Set out each line from the following listing that includes the word "barrel".

***** DATA FOR THIS EXERCISE

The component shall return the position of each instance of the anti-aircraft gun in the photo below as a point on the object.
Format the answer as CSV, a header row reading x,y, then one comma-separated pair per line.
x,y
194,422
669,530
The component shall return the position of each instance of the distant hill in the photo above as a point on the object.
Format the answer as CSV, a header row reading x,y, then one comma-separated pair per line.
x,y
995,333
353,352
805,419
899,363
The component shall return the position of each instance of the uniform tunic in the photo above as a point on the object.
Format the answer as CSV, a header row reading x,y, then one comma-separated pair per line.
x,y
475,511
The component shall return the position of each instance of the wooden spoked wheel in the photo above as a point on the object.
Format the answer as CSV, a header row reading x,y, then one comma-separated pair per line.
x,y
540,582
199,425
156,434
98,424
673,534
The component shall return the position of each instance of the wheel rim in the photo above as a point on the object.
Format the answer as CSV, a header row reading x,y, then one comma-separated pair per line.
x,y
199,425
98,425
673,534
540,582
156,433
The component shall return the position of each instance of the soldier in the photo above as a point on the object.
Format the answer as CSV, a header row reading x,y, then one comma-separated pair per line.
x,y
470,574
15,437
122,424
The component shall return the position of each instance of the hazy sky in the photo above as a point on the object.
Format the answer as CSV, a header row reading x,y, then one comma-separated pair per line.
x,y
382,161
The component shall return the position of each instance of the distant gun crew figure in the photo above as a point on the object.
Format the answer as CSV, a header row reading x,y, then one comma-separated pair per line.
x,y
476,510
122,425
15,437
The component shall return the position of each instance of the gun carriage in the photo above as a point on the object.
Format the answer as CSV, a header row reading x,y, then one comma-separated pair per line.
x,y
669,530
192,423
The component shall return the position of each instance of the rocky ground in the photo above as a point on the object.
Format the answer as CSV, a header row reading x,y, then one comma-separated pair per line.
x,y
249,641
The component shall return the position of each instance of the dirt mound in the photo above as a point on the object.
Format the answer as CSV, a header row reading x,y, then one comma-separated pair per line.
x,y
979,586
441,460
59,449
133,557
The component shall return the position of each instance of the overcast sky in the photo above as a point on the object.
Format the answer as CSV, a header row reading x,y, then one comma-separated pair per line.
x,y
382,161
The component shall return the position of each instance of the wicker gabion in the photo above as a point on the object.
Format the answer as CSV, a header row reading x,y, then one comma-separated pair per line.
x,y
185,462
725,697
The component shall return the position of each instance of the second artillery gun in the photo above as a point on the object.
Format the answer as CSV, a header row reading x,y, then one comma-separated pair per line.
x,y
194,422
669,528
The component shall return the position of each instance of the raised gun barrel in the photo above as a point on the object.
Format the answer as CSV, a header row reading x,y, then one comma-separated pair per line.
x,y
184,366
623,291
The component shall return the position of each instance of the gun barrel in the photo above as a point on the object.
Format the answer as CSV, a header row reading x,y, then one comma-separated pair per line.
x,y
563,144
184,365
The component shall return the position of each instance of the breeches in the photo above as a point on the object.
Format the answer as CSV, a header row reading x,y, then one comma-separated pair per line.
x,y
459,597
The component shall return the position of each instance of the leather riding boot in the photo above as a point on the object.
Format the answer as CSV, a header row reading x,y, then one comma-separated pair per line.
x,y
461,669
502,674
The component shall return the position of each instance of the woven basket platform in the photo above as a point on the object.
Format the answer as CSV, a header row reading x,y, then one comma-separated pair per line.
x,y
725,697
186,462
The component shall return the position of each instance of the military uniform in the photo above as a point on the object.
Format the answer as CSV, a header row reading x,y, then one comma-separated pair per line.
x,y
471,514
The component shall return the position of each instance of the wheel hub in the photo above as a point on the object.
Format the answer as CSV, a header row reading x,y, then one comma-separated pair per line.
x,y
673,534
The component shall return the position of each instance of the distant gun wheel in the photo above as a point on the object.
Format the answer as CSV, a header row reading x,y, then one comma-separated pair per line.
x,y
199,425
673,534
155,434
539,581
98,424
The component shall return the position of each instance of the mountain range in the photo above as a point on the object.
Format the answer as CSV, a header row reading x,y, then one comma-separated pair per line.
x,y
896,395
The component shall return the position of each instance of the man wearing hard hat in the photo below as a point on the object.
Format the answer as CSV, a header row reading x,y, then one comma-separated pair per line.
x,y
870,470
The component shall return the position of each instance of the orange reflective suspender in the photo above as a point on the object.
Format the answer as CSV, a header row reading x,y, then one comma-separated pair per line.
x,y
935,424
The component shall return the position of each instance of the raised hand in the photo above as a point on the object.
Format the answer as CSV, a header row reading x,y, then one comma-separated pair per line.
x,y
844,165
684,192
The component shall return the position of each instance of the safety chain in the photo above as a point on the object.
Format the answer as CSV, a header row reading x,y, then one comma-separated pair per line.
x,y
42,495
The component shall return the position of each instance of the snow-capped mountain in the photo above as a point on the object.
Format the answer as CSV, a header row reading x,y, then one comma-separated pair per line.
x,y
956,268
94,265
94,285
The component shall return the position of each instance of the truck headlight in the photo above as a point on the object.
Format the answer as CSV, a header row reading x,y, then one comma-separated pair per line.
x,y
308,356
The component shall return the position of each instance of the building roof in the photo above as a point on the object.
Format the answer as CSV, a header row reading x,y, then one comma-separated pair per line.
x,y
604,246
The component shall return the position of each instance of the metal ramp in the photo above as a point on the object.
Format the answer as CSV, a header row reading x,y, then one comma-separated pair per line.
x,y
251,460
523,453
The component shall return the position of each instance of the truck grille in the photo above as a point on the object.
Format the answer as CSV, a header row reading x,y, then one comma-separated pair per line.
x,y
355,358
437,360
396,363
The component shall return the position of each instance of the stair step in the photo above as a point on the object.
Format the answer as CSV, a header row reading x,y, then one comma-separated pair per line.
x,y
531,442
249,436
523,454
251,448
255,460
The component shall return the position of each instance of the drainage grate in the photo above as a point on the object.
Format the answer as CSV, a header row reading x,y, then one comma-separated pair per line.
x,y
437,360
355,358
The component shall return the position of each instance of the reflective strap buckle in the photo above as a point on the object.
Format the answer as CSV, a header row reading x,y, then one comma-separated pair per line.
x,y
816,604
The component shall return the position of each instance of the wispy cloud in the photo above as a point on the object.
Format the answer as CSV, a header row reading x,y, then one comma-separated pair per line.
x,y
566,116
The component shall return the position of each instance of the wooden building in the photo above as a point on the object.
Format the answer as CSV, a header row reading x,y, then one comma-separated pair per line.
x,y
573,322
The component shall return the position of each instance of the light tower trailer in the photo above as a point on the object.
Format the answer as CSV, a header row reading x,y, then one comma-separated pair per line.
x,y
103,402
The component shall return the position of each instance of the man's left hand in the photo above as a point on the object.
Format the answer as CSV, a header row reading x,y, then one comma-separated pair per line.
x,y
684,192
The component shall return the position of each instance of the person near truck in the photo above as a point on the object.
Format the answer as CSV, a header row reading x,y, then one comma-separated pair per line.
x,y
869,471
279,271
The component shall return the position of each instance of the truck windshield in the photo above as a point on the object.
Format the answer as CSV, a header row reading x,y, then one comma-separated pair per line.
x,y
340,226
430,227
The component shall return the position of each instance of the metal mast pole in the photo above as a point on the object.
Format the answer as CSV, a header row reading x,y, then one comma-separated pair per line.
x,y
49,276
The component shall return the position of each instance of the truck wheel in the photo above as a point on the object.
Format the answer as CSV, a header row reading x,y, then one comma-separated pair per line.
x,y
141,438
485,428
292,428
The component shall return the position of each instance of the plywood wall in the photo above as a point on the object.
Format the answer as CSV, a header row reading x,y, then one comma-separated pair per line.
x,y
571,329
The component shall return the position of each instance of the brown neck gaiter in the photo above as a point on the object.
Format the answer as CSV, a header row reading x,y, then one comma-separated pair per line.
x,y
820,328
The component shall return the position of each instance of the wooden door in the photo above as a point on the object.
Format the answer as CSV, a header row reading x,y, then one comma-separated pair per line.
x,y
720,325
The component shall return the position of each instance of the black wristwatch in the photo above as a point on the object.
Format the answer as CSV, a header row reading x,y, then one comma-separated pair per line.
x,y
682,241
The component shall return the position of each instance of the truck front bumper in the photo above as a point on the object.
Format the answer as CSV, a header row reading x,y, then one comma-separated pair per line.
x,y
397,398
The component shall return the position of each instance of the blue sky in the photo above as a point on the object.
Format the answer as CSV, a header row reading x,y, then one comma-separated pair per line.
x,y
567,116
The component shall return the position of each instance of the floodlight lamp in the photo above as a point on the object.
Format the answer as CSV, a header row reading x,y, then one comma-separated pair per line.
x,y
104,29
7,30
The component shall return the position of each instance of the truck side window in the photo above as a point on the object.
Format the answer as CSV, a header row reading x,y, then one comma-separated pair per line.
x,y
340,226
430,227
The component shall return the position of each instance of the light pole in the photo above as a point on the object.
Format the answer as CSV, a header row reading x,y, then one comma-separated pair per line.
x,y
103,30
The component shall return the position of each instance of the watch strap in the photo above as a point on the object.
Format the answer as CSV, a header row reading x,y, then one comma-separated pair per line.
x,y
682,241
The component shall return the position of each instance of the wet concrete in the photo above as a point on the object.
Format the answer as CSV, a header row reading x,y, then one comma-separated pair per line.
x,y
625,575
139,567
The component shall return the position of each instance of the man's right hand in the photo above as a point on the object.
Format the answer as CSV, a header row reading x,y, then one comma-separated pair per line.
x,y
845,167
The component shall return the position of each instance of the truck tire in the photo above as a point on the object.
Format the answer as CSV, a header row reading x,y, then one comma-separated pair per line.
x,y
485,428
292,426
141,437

**********

#### REPLY TO THE TASK:
The component shall return the position of each instance of the raised gun barrel in the photo above as a point on the object.
The component shall return the position of each instance of the gun barrel in the photo above as a point on the object.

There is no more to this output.